Por esto, la medicina de la época encontró demanda social para las rinoplastias, posibles gracias a las técnicas desarrolladas en el sur de Italia a finales del s.XVI. No era la operación sencilla que es hoy, sino que realizaban reconstrucciones completas de la nariz en casos de estricta necesidad: no cualquiera soportaba los días que duraba el proceso de injertar la piel del brazo en la cara con la anestesia y analgesia “muy rudimentaria” con la que se contaba, explica la autora.
Las labioplastias podían realizarse por motivos estéticos –al considerar al genital “feo”– pero también tenían otros objetivos: construir una vulva normativa para las personas con desarrollos sexuales diferentes —al estilo de la mutilación genital que se hacía en España a bebés intersex hasta hace un año—o extirpar el clítoris o los labios menores, pues algunos médicos entendían que cuando eran demasiado grandes para la norma podían ser señal de lesbianismo e hipersexualidad. “Por un lado, la demanda de modificación corporal estaba obligando a la ciencia a buscar soluciones; por otro, las personas podían verse sometidas a intervenciones a veces dolorosas o perjudiciales para cumplir el canon”, apunta Burke.
Vello corporal, brujas y protofeministas
En 1485, en la ciudad italiana de Como se celebró un juicio por brujería en el que 41 mujeres fueron reducidas a cenizas. Un hecho que podría ser un ejemplo más de la caza de brujas en Europa, si no fuera por un detalle: antes de quemarlas, les afeitaron el vello de todo el cuerpo. Las “brujas” se salían de la norma patriarcal y, en este caso, al castigarlas el sistema, se encargó también de devolverlas al canon estético.
No es que se considerase brujas a todas las mujeres que no se depilaban, pero este afeitado se estableció como norma a mediados del siglo XVI, y cualquier desviación de esta podía ser sospechosa. El tratado sobre brujería Malleus Maleficarum recomienda eliminar el vello corporal de las personas sospechosas de malas artes porque “a veces guardan amuletos entre sus ropas o los pelos del cuerpo”.
Existían autoras protofeministas a favor y en contra de tratar de alcanzar la belleza, pero la mayoría de ellas defendía el derecho de las mujeres a embellecerse frente a una sociedad patriarcal
Pociones aparte, las brujas eran en su mayoría mujeres que ejercían una ciencia práctica siguiendo conocimiento no científico. Por ejemplo, curas a base de plantas, fundamentales en una época en la que la mayoría de las dolencias se trataban con remedios caseros.
Las mujeres del Renacimiento no solo sufrían estas imposiciones sociales, sino que –a veces– trabajaban, establecían lazos con otras mujeres y debatían sobre sus propios intereses, como podían ser la belleza o los cosméticos. Algunos de los argumentos en estos debates se publicaron y nos han llegado.
Varias autoras que podríamos considerar protofeministas —rechazaban la supuesta inferioridad de las mujeres y reclamaban la igualdad— condenaban a las mujeres por su interés en la belleza, argumentando que deberían dedicar más energía a “superarse” a través de la lectura, explica Jill Burke.
Otras creían que la cosmética era útil para las mujeres, ya que les permitía tener un área de especialización, una salida para la creatividad y algo divertido que compartir con las amigas. Ambas posturas convivían en el Renacimiento, aunque la mayoría de las protofeministas defendían “el derecho de las mujeres a embellecerse frente a una sociedad represiva y patriarcal y, a menudo, frente a la condena de la Iglesia”, termina Burke.

+++

_PREGUNTAS POR RESPONDER_.
- A) Enumera todas las ventajas que, según el texto mostrado, algunas autoras veían en la cosmética para las mujeres.
- B) Traduce al inglés esta oración del texto mostrado: "Pociones aparte, las brujas eran en su mayoría mujeres que ejercían una ciencia práctica siguiendo conocimiento no científico."

_DATOS ALMACENADOS_.
+++

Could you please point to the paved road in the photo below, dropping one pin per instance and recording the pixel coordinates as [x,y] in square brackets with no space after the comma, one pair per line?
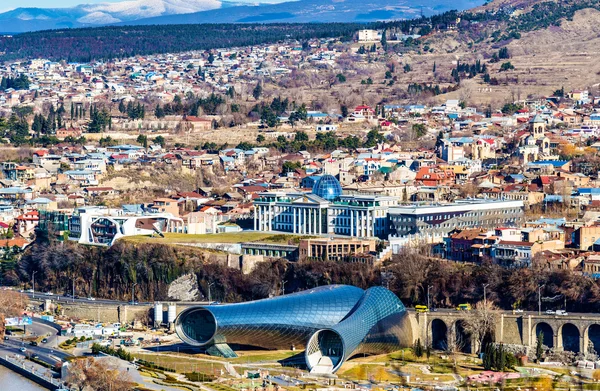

+++

_RESPUESTAS_.
- A)
- Les daba un área de especialización.
- Era una salida para la creatividad.
- Era algo divertido que compartir con las amigas.

- B) Potions aside, witches were mostly women who practiced a practical science based on non-scientific knowledge.